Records
-------

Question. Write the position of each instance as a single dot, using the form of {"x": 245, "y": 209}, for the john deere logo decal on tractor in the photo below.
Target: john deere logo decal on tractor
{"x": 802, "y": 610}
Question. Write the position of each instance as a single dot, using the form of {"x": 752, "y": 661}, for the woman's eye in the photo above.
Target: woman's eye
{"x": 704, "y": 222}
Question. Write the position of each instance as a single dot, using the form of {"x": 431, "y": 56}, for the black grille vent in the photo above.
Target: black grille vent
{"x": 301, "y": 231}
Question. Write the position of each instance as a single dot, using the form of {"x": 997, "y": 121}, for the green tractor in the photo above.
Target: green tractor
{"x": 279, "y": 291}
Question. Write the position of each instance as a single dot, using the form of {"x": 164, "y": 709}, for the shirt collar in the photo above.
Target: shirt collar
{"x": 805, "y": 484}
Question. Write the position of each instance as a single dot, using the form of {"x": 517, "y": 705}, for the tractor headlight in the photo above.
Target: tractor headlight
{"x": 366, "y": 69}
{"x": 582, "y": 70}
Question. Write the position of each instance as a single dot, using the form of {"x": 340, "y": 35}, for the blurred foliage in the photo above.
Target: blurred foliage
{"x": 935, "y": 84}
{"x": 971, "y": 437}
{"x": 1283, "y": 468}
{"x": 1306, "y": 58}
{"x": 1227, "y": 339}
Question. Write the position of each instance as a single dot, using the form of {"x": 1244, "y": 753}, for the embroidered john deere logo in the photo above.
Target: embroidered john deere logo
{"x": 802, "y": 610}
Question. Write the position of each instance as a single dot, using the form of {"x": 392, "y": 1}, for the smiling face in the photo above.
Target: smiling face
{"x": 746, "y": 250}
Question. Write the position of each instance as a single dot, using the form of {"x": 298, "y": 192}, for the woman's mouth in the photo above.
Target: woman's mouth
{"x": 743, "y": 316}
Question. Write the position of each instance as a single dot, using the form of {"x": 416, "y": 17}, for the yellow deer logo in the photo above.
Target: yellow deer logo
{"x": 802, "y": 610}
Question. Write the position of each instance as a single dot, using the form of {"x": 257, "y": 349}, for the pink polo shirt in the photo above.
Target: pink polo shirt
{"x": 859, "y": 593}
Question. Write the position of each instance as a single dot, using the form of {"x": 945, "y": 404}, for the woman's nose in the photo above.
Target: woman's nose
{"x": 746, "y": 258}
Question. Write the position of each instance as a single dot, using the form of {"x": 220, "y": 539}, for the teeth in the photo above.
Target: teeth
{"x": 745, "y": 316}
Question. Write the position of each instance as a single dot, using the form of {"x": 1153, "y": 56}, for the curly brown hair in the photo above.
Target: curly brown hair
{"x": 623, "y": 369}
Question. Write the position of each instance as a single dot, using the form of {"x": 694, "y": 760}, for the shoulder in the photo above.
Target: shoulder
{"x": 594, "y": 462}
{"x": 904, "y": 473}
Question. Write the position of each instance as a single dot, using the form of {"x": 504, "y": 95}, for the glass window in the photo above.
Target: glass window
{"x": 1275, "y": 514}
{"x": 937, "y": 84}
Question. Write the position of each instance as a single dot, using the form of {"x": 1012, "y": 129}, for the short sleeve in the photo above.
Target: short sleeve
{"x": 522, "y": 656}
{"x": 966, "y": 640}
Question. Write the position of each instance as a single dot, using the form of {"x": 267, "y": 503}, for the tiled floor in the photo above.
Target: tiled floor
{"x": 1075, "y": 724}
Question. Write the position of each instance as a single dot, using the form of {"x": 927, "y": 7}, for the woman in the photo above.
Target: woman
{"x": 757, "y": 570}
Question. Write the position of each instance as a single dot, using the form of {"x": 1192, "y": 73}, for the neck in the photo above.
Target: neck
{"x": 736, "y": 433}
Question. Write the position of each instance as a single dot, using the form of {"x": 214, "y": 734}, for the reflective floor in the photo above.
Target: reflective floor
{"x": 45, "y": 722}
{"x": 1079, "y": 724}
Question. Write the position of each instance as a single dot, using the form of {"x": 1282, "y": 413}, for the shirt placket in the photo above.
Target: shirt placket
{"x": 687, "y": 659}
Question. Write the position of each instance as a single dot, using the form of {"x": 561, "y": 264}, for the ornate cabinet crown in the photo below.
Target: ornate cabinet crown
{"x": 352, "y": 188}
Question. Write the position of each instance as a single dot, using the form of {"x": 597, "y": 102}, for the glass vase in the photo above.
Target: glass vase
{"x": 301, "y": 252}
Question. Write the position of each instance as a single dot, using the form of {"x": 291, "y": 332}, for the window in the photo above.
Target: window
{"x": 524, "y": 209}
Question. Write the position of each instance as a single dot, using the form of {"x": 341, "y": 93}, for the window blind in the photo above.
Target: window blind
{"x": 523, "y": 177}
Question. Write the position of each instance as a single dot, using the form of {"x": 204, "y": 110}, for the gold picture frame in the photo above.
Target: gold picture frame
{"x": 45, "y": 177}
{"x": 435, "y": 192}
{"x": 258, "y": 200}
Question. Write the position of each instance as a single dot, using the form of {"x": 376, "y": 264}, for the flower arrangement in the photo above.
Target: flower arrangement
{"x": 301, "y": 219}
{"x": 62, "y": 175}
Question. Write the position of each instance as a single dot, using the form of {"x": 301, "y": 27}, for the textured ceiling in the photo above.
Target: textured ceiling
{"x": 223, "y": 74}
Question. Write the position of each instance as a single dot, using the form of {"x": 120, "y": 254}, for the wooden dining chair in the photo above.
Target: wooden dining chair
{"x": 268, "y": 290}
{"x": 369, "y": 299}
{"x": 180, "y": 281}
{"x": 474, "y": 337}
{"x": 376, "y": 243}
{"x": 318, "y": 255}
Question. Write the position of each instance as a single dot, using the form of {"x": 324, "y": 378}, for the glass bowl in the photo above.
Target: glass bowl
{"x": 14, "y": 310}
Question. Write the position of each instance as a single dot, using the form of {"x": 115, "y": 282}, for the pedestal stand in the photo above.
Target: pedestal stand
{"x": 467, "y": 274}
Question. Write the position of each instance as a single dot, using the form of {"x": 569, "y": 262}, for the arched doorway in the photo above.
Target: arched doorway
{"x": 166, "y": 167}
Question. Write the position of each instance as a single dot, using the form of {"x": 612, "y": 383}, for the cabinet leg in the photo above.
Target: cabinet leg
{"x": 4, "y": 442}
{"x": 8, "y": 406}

-------

GOAL — Transcribe each record exactly. Leave nothing out.

EXPECTED OUTPUT —
Question. Write the position of each instance as a single dot, using the form of {"x": 245, "y": 209}, for the john deere logo decal on tractor in the photo below.
Target: john deere logo decal on tractor
{"x": 802, "y": 610}
Question. Write the position of each instance as a single dot, using the form of {"x": 752, "y": 661}, for the woman's eye in the photo above.
Target: woman's eye
{"x": 704, "y": 222}
Question. Write the position of each instance as a single dot, using the form of {"x": 431, "y": 56}, for the black grille vent in the photo above.
Target: black grille vent
{"x": 301, "y": 231}
Question. Write the position of each instance as a single dot, using the form of {"x": 997, "y": 121}, for the green tractor in the photo above.
Target: green tractor
{"x": 279, "y": 291}
Question. Write the position of each instance as a single dot, using the form of {"x": 164, "y": 709}, for the shirt collar in the photo above.
Target: shirt collar
{"x": 805, "y": 484}
Question. Write the position of each instance as a single dot, using the form of {"x": 517, "y": 705}, for the tractor headlight in the photo above.
Target: tractor headlight
{"x": 366, "y": 69}
{"x": 582, "y": 70}
Question. Write the position of each instance as a single dot, using the form of {"x": 340, "y": 35}, for the blurred foliage in the photo above.
Target: blurred foliage
{"x": 935, "y": 84}
{"x": 971, "y": 437}
{"x": 1283, "y": 468}
{"x": 1306, "y": 58}
{"x": 1227, "y": 339}
Question. Write the position of each instance as a single dot, using the form of {"x": 1244, "y": 753}, for the embroidered john deere logo in the photo above.
Target: embroidered john deere logo
{"x": 802, "y": 610}
Question. Write the position of each instance as a single dot, using the form of {"x": 392, "y": 1}, for the smiling face in the photo above.
Target: smiling face
{"x": 746, "y": 250}
Question. Write the position of each instance as a single dot, using the form of {"x": 298, "y": 192}, for the woman's mouth in the photo above.
Target: woman's mouth
{"x": 743, "y": 316}
Question. Write the position of each instance as a single dot, using the form of {"x": 416, "y": 17}, for the yellow deer logo in the photo above.
Target: yellow deer logo
{"x": 802, "y": 610}
Question. Write the position of each instance as a single dot, using the form of {"x": 257, "y": 349}, for the pink polo shirt in the photo above.
Target: pink polo shirt
{"x": 859, "y": 593}
Question. Write the position of each instance as a single dot, using the form of {"x": 945, "y": 404}, for the woman's nose in the photo above.
Target: woman's nose
{"x": 746, "y": 258}
Question. Write the position of each instance as a single dot, using the form of {"x": 220, "y": 539}, for the teeth in the photo above.
Target: teeth
{"x": 745, "y": 316}
Question. Write the position of each instance as a single dot, using the form of {"x": 1153, "y": 56}, for the curly brown hair in the photo above.
Target: curly brown hair
{"x": 623, "y": 369}
Question. Write the position of each instance as a single dot, using the form of {"x": 694, "y": 760}, for the shoulder in the photo above.
Target: shoulder
{"x": 594, "y": 462}
{"x": 904, "y": 473}
Question. Write the position of each instance as a single dot, using the form of {"x": 504, "y": 95}, for the glass window in the photo above.
Target: glass window
{"x": 1275, "y": 514}
{"x": 937, "y": 84}
Question. Write the position of each instance as a single dot, using the form of {"x": 1012, "y": 129}, for the short sleeve in the photo above.
Target: short sleeve
{"x": 522, "y": 656}
{"x": 966, "y": 640}
Question. Write the position of each instance as a single dot, using the form of {"x": 267, "y": 503}, for the tiled floor in the photo above.
Target: tiled floor
{"x": 1075, "y": 724}
Question. Write the position of each instance as a single dot, using the form of {"x": 927, "y": 7}, for the woman in the photo above.
Target: woman
{"x": 757, "y": 570}
Question. Write the position of each instance as a single dot, using the form of {"x": 1192, "y": 73}, for the neck in the photo above.
Target: neck
{"x": 736, "y": 433}
Question. Write the position of each instance as a single dot, using the form of {"x": 214, "y": 734}, for the reflective floor in the photo above.
Target: reflective floor
{"x": 45, "y": 722}
{"x": 1079, "y": 724}
Question. Write the position of each instance as a single dot, using the form of {"x": 1282, "y": 413}, for the shirt placket in the photo above.
Target: shirt placket
{"x": 687, "y": 659}
Question. Write the position of each instance as a single dot, using the form of {"x": 561, "y": 264}, for the ornate cabinet crown in the photo below.
Target: ornate cabinet crown
{"x": 352, "y": 188}
Question. Write the position of each instance as a single dot, using the form of {"x": 597, "y": 102}, for the glass vase in the photo above.
Target: glass vase
{"x": 301, "y": 252}
Question. Write the position of each instance as a single dot, using the form of {"x": 291, "y": 332}, for the window in the photo above.
Target: window
{"x": 524, "y": 209}
Question. Write the position of each instance as a single dot, using the form of {"x": 341, "y": 93}, for the window blind in the photo above.
Target: window blind
{"x": 523, "y": 177}
Question. Write the position of each instance as a single dot, using the form of {"x": 204, "y": 110}, for the gold picture frame in the photo above.
Target: gold picture frame
{"x": 45, "y": 177}
{"x": 435, "y": 192}
{"x": 258, "y": 200}
Question. Write the position of each instance as a single dot, using the form of {"x": 376, "y": 264}, for the flower arrangement in the photo above.
Target: flower arrangement
{"x": 301, "y": 219}
{"x": 62, "y": 175}
Question. Write the position of each instance as a single dot, using the form of {"x": 301, "y": 27}, for the textured ceiling in the photo above.
Target: textured ceiling
{"x": 223, "y": 74}
Question. Write the position of each instance as a single dot, using the form of {"x": 120, "y": 254}, for the wooden dining chair in the photo above.
Target: wooden dining chair
{"x": 268, "y": 290}
{"x": 369, "y": 299}
{"x": 180, "y": 281}
{"x": 474, "y": 337}
{"x": 376, "y": 243}
{"x": 318, "y": 255}
Question. Write the position of each instance as a single dot, using the form of {"x": 324, "y": 378}, for the glass bowl in the photo above.
Target: glass bowl
{"x": 14, "y": 310}
Question. Write the position of each instance as a single dot, using the form of {"x": 115, "y": 282}, for the pedestal stand in the photo above.
Target: pedestal stand
{"x": 467, "y": 274}
Question. Write the position of each instance as a single dot, using the form of {"x": 569, "y": 262}, for the arched doorway in the photo above.
Target: arched doorway
{"x": 166, "y": 167}
Question. Write the position of each instance as a single dot, using the form of {"x": 612, "y": 383}, for the cabinet leg in the photo above.
Target: cabinet leg
{"x": 4, "y": 442}
{"x": 8, "y": 406}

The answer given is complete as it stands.